*Source excerpt*:
Webinar: C++ semantics - 06.11
GTK is a popular open-source framework for creating graphical user interfaces. The project is interesting to check with the PVS-Studio analyzer. Especially since the last time we checked it was about 3 years ago. So, we'll probably find new errors in it.
I would prefer not to repeat the introduction from the previous article: "Finding typos in the GTK 4 project by PVS-Studio". However, I guess that not all of our readers are familiar with GTK. I'll make it short: GTK is a framework that enables you to implement a cross-platform GUI. It's a completely free and open-source framework licensed under the GNU GPL, which allows you to use it in any project (even a commercial one).
gboolean
gtk_builder_value_from_string_type (....)
{
g_set_error (error,
GTK_BUILDER_ERROR,
GTK_BUILDER_ERROR_INVALID_VALUE,
"Object named \"%s\" is of type \"%s\" which is not compatible "
"with expected type \%s\"",
string, G_OBJECT_TYPE_NAME (object), g_type_name (type));
}
The PVS-Studio warning: V1094 The representation of conditional escape sequence '\%' is implementation-defined. Using this sequence in the string literal can lead to unexpected results. gtkbuilder.c 2674
A typo lurks in the string literal. Developers wanted to use an escape sequence for double quotes:
\"%s\"
But the quote character was left out, and a non-existent control sequence containing a slash and a percent sign appeared:
\%s\"
The way the sequence is processed depends on the compiler.
Value* op_color_number(enum Sass_OP op, ....)
{
double rval = rhs.value();
if ((op == Sass_OP::DIV || op == Sass_OP::DIV) && rval == 0) {
// comparison of Fixnum with Float failed?
throw Exception::ZeroDivisionError(lhs, rhs);
}
....
}
The PVS-Studio warning: V501 [CWE-570] There are identical sub-expressions to the left and to the right of the '||' operator: op == Sass_OP::DIV || op == Sass_OP::DIV operators.cpp 250
The variable is compared twice to the Sass_OP::DIV named constant. I am pretty sure that the second constant should be Sass_OP::MOD.
It would be easier to notice the error if all blocks of the same type were formatted in a column in the conditions. Like this:
if (( op == Sass_OP::DIV
|| op == Sass_OP::DIV)
&& rval == 0) {
// comparison of Fixnum with Float failed?
throw Exception::ZeroDivisionError(lhs, rhs);
}
By the time I was done writing it, I realized that the code looked messy and even worse than it did before. Even though I prefer table-style formatting, it is somewhat irrelevant in this case. If you don't know what "table-style formatting" is, you may want to read about it in a mini-book "60 terrible tips for a C++ developer". Look for the terrible tip N20 — "Compact code".

*Instructions*:
• 1. Retype everything in the GTK article from "Value* op_color_number(enum Sass_OP" down to "should be Sass_OP::MOD.".
• 2. Extend the GTK article by writing what comes after its last sentence.
The items placed after the GTK article are not needed here.

*Given information*:
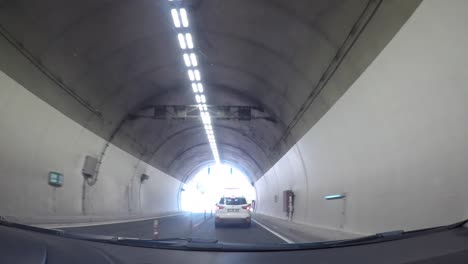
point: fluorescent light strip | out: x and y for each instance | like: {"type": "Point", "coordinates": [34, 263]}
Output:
{"type": "Point", "coordinates": [181, 39]}
{"type": "Point", "coordinates": [183, 17]}
{"type": "Point", "coordinates": [197, 75]}
{"type": "Point", "coordinates": [175, 18]}
{"type": "Point", "coordinates": [180, 19]}
{"type": "Point", "coordinates": [187, 60]}
{"type": "Point", "coordinates": [200, 87]}
{"type": "Point", "coordinates": [188, 39]}
{"type": "Point", "coordinates": [191, 75]}
{"type": "Point", "coordinates": [193, 59]}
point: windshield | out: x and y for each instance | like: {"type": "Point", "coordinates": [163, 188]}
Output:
{"type": "Point", "coordinates": [235, 121]}
{"type": "Point", "coordinates": [233, 201]}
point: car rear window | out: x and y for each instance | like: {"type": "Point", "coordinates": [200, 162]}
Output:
{"type": "Point", "coordinates": [233, 201]}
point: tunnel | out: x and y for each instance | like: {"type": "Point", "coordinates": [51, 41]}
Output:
{"type": "Point", "coordinates": [347, 117]}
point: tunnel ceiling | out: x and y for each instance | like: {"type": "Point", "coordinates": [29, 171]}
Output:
{"type": "Point", "coordinates": [116, 57]}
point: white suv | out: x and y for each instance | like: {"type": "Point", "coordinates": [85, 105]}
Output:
{"type": "Point", "coordinates": [232, 210]}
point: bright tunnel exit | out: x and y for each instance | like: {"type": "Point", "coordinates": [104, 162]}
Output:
{"type": "Point", "coordinates": [211, 183]}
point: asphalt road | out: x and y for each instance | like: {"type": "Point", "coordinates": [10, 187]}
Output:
{"type": "Point", "coordinates": [169, 227]}
{"type": "Point", "coordinates": [255, 234]}
{"type": "Point", "coordinates": [180, 226]}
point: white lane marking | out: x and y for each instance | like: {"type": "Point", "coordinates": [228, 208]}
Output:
{"type": "Point", "coordinates": [56, 226]}
{"type": "Point", "coordinates": [273, 232]}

*Answers per task*:
• 1.
Value* op_color_number(enum Sass_OP op, ....)
{
double rval = rhs.value();
if ((op == Sass_OP::DIV || op == Sass_OP::DIV) && rval == 0) {
// comparison of Fixnum with Float failed?
throw Exception::ZeroDivisionError(lhs, rhs);
}
....
}
The PVS-Studio warning: V501 [CWE-570] There are identical sub-expressions to the left and to the right of the '||' operator: op == Sass_OP::DIV || op == Sass_OP::DIV operators.cpp 250
The variable is compared twice to the Sass_OP::DIV named constant. I am pretty sure that the second constant should be Sass_OP::MOD.

• 2.
gtk_css_parser_resolve_url (GtkCssParser *self,
const char *url)
{
char *scheme;
scheme = g_uri_parse_scheme (url);
if (scheme != NULL)
{
GFile *file = g_file_new_for_uri (url);
g_free (scheme);
return file;
}
g_free (scheme); // <=
if (self->directory == NULL)
return NULL;
return g_file_resolve_relative_path (self->directory, url);
}
The PVS-Studio warning: V575 [CWE-628, CERT-EXP37-C] The null pointer is passed into 'g_free' function. Inspect the first argument. gtkcssparser.c 189
The second call to the g_free function is unnecessary here because NULL is always passed to it. Nothing bad will happen because of it. You can pass a null pointer to g_free. It's just a redundant line of code.
This is the case when a static analyzer helps shorten or simplify the code. The next example is similar.
static gboolean
is_codepoint (const char *str)
{
int i;
/* 'U' is not code point but 'U00C0' is code point */
if (str[0] == '\0' || str[0] != 'U' || str[1] == '\0')
return FALSE;
for (i = 1; str[i] != '\0'; i++)
{
if (!g_ascii_isxdigit (str[i]))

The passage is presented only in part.